### SELECTED EXCERPT
With the spread of Islam, chess diffused into the Maghreb and then to Andalusian Spain. During the Islamic conquest of India (c. 12th century), some forms came back to India as well, as evidenced in the North Indian term māt (mate, derivative from Persian māt) or the Bengali borey (pawn, presumed derived from the Arabic baidaq).

Over the following centuries, chess became popular in Europe, eventually giving rise to modern chess.

==Rules==

The initial setup in shatranj was essentially the same as in modern chess; however, the position of the white shah (king), on the right or left side was not fixed. Either the arrangement as in modern chess or as shown in the diagram were possible. In either case, the white and black shāh would be on the same file. The game was played with these pieces:
Shatranj pieces
| | shah (king) |
| | ferz or wazir (counselor or ferz) |
| | rukh (rook) |
| | pīl, or "alfil" in Arabic (elephant or alfil) |
| | asb or faras (horse or knight) |
| | sarbaz / piyadeh, or "baydaq" in Arabic (soldier, infantryman or pawn) |

- Shāh ("king" in Persian) moves like the king in chess.
- Ferz (Wazir) ("counselor"; also spelled fers; Arabic firz, from Persian فرزين farzīn) moves exactly one square diagonally, which makes it a rather weak piece. It was renamed "queen" in Europe. Even today, the word for the queen piece is ферзь (ferz) in Russian, vezér in Hungarian, vezir in Turkish, vazīr in Persian and wazīr in Arabic. It has analogue to the guards in xiangqi.
- Rukh ("chariot"; from Persian رخ rokh) moves like the rook in chess.

### PROVIDED INFORMATION
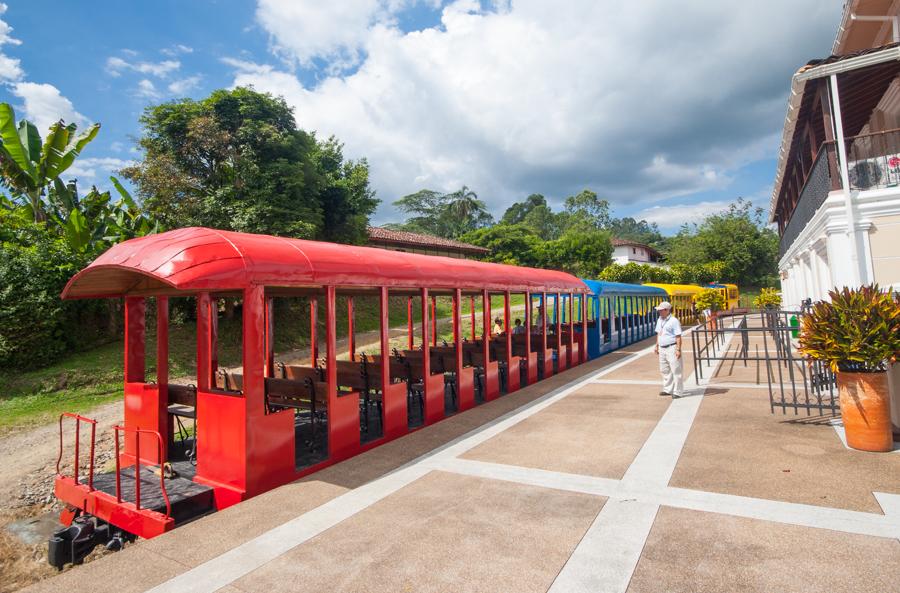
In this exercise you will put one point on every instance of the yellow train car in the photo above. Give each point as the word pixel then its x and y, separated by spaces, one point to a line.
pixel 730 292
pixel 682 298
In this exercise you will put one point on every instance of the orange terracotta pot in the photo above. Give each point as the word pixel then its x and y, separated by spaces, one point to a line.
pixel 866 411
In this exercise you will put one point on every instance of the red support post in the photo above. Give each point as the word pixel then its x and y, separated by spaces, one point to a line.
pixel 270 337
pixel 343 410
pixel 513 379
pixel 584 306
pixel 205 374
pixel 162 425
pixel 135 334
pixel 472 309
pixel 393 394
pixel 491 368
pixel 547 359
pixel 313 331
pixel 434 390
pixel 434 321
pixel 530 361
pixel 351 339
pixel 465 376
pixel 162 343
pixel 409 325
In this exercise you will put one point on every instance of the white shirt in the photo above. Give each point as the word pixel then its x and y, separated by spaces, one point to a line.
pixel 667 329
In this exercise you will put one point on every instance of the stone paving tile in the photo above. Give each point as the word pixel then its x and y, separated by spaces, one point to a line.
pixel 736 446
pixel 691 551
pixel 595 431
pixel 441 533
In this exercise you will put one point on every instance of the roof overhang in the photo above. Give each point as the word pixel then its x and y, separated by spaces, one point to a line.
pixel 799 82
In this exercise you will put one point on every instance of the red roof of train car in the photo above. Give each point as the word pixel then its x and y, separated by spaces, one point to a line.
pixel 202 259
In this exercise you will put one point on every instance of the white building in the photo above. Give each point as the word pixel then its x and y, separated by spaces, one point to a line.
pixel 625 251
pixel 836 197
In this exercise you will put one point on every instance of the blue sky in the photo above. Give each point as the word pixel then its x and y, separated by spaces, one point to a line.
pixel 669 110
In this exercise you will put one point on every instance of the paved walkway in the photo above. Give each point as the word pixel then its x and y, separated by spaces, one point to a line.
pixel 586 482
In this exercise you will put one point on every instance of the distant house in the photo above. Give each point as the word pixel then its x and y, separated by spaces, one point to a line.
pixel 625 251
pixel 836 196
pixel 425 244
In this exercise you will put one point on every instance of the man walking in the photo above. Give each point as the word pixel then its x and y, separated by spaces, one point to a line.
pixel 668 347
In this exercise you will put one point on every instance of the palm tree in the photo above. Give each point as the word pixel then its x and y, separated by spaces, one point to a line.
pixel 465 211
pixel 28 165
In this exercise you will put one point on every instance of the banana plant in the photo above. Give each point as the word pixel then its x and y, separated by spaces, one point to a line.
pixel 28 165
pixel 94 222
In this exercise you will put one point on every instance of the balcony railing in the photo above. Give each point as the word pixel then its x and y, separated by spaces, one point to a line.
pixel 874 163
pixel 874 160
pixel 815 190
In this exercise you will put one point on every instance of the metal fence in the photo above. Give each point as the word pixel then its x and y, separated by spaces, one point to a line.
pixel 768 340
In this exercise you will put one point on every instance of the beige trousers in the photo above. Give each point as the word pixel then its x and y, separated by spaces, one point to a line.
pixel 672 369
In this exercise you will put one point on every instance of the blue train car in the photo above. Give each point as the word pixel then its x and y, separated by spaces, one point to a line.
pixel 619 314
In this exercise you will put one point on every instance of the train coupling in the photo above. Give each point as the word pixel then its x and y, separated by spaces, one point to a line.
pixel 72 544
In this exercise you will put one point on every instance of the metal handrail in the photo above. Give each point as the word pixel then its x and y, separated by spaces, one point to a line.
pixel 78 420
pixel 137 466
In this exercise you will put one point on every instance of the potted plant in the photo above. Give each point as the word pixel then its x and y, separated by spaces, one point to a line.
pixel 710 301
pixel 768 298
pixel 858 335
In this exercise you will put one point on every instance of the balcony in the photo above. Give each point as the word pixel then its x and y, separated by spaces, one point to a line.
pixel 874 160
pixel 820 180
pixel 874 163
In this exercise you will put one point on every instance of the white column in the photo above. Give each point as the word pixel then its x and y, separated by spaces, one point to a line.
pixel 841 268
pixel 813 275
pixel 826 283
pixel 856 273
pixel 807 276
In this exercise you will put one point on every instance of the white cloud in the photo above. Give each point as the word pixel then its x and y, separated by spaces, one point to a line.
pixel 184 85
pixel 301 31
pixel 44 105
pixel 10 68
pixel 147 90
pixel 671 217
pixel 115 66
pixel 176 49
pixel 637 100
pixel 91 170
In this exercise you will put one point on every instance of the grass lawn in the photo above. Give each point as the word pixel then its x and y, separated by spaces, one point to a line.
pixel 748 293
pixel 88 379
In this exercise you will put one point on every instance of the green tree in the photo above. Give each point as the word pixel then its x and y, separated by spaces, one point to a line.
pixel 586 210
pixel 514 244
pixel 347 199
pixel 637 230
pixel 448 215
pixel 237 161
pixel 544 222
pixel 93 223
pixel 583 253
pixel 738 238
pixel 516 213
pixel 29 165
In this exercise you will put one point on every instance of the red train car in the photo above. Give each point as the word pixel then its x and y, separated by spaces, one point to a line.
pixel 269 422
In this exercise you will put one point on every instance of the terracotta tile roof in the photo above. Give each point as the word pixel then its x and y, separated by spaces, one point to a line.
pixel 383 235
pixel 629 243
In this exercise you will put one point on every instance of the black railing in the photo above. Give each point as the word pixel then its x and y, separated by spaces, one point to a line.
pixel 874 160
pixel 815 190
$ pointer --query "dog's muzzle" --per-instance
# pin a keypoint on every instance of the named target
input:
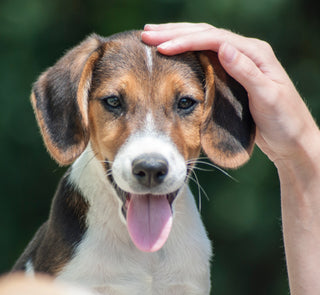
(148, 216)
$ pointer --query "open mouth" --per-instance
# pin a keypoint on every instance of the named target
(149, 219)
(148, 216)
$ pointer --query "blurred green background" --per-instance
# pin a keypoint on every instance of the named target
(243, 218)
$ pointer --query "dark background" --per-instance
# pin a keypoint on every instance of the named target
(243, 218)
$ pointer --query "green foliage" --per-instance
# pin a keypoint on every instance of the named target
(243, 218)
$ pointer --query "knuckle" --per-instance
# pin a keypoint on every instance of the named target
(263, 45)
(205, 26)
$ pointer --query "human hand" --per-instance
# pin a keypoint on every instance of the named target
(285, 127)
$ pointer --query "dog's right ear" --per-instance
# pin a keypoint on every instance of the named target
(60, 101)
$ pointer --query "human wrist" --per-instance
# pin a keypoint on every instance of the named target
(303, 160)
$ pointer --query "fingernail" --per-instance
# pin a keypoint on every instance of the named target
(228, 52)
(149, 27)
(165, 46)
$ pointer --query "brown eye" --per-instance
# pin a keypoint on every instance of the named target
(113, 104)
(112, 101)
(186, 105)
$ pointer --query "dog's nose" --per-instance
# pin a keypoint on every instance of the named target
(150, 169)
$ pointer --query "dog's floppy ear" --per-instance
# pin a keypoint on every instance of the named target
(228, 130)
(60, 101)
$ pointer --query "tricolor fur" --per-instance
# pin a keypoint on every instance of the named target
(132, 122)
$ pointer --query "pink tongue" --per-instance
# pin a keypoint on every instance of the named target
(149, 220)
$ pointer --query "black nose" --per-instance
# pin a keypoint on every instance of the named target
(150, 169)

### SET OF TASKS
- a) Answer from the shatranj text:
(i) Where did chess spread with the spread of Islam?
(ii) Was the side of the white shah fixed in the initial setup?
(iii) How does the ferz move?
- b) Name every language the shatranj text gives a word for the queen piece in.
- c) Extend the shatranj text from where it stops.
The listing plays no part here.

### ANSWERS BY TASK
- a)
(i) Into the Maghreb and then to Andalusian Spain.
(ii) No, it could be on the right or the left side.
(iii) Exactly one square diagonally.

- b) Russian, Hungarian, Turkish, Persian, Arabic

- c)
- Pīl, alfil, aufin, and similar ("elephant"; from Persian پيل pīl; al- is the Arabic for "the") moves exactly two squares diagonally, jumping over the square between. Each pīl could reach only one-eighth of the squares on the board, and because their circuits were disjoint, they could never capture one another. This piece might have had a different move sometimes in chaturanga, where the piece is also called "elephant". The pīl was replaced by the bishop in modern chess. Even today, the word for the bishop piece is alfil in Spanish, alfiere in Italian, fil in Turkish, fīl in Persian and Arabic, and слон ("elephant") in Russian. As chess spread from Iran northward to Russia, and westward into eastern Europe, south to Italy, and finally westward, it mostly retained the original name and look of the piece as an elephant. Usually, it was carved as a rounded shape with two blunt points representing the elephant's tusks. In Christian Europe, this piece became a bishop because the two points looked like a bishop's mitre to those unfamiliar with elephants in Western Europe. An early example of the bishop being used is the Lewis chessmen chess set of the 12th century. The elephant piece survives in xiangqi with the limitations that the elephant in xiangqi cannot jump over an intervening piece and is restricted to the owner's half of the board. In janggi, its movement was changed to become a slightly further-reaching version of the horse.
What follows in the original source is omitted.